=== Challenge ===
Pull out every line of the entries below that contains the word "tower", and copy each such line in full.

=== Dataset excerpts ===

(begin)

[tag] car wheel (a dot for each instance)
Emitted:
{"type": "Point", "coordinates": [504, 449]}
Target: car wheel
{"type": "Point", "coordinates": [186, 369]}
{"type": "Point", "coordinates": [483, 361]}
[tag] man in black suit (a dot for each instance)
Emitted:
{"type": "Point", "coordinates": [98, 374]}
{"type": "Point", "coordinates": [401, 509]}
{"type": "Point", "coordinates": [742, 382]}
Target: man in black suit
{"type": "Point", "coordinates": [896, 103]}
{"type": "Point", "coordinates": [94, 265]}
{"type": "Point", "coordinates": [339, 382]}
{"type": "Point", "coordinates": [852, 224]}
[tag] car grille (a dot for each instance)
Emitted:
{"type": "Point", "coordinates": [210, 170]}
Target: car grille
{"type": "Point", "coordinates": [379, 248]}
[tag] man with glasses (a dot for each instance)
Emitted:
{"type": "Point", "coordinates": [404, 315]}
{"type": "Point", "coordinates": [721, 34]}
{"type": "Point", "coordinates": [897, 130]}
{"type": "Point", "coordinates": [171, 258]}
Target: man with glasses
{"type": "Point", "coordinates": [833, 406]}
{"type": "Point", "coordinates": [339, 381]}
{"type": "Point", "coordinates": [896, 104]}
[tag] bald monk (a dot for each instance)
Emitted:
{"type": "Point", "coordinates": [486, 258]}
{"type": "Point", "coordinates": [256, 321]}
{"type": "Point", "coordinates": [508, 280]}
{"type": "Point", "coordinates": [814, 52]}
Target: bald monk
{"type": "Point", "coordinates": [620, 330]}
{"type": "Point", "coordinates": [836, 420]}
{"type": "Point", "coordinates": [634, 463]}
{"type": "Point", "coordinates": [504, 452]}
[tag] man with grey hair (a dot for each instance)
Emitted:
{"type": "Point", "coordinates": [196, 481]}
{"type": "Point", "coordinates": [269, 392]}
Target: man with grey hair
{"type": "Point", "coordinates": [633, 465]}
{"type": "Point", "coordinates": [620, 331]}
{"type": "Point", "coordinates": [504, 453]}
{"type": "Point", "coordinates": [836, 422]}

(end)
(begin)

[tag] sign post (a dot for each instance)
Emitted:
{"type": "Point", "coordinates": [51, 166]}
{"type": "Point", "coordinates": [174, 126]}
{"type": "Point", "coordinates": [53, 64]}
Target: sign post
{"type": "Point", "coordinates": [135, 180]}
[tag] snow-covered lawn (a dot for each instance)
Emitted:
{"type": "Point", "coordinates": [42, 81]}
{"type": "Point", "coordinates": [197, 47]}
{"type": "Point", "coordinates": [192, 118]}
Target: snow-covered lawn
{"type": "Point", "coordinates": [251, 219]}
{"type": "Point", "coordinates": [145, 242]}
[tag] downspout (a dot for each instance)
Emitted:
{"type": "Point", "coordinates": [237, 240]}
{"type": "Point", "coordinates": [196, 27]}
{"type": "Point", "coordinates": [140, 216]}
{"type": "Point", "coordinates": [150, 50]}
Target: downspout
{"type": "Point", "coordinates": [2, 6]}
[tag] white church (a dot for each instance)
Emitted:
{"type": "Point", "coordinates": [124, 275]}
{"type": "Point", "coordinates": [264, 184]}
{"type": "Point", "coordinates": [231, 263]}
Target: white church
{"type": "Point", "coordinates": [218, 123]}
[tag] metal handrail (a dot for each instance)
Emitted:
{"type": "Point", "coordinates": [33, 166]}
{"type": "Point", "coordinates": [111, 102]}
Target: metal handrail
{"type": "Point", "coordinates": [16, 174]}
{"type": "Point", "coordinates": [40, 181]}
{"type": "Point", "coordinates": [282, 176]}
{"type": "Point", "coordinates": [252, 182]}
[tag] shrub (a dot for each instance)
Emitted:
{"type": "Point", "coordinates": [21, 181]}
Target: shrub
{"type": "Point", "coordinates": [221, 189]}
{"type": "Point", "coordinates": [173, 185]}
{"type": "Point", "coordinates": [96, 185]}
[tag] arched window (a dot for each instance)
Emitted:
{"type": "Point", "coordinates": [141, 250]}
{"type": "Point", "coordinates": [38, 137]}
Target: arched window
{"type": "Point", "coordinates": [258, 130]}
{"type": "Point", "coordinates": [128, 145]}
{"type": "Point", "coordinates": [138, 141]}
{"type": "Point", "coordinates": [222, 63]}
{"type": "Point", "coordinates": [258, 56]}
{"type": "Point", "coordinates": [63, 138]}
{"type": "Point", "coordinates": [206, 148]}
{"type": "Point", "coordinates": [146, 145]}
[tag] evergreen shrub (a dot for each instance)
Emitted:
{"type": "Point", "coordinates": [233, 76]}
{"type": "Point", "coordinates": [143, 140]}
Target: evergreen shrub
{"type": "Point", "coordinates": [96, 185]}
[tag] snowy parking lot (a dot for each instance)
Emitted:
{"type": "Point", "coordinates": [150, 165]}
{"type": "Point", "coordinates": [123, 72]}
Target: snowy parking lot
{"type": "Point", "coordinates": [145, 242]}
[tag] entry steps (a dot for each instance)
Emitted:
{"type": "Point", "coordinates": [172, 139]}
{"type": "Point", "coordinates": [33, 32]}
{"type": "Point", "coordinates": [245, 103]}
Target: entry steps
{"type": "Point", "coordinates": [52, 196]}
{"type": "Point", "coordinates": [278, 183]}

(end)
(begin)

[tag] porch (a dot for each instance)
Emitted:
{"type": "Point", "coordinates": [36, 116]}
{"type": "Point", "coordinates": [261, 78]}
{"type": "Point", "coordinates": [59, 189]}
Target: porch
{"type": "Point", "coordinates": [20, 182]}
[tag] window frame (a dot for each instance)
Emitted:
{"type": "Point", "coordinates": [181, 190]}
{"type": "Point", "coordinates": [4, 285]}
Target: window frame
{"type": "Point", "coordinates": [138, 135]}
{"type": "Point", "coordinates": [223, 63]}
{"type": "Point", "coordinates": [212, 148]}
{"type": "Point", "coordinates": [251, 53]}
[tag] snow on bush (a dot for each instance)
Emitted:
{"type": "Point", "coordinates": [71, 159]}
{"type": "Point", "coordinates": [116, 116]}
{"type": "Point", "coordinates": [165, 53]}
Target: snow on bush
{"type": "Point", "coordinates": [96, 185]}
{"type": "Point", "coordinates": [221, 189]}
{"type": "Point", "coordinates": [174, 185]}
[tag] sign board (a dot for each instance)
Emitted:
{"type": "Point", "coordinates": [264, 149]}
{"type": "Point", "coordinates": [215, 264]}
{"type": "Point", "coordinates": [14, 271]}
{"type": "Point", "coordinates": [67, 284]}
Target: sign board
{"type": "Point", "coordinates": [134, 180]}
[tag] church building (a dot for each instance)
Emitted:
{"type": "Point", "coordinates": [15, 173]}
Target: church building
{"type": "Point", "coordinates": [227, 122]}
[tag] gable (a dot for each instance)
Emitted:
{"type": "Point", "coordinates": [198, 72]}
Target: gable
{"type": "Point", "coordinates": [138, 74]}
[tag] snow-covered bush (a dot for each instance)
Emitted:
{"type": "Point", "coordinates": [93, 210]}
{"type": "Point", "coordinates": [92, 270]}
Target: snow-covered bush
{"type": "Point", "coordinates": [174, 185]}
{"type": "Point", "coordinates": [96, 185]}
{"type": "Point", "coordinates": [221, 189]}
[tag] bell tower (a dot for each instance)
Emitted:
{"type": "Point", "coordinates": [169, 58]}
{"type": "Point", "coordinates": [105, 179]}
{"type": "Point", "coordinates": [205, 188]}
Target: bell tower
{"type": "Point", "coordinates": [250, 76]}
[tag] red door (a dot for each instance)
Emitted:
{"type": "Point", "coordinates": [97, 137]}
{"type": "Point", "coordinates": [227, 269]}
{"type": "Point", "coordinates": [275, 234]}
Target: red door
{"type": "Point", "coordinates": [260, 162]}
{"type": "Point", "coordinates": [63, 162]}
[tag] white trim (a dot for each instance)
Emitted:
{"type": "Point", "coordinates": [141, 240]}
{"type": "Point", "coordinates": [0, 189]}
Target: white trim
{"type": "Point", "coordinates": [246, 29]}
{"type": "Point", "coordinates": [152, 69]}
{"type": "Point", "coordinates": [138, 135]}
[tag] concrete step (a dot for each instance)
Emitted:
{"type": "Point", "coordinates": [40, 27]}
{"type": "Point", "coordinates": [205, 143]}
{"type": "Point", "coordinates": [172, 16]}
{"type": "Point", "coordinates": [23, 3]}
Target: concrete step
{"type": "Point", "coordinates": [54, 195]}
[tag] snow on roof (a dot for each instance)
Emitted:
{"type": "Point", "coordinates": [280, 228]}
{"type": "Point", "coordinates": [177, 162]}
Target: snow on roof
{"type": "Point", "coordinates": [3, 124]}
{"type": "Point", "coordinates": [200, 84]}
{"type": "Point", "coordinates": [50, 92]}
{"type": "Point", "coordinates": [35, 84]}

(end)

=== Correct response ===
[tag] bell tower (a dot for each instance)
Target: bell tower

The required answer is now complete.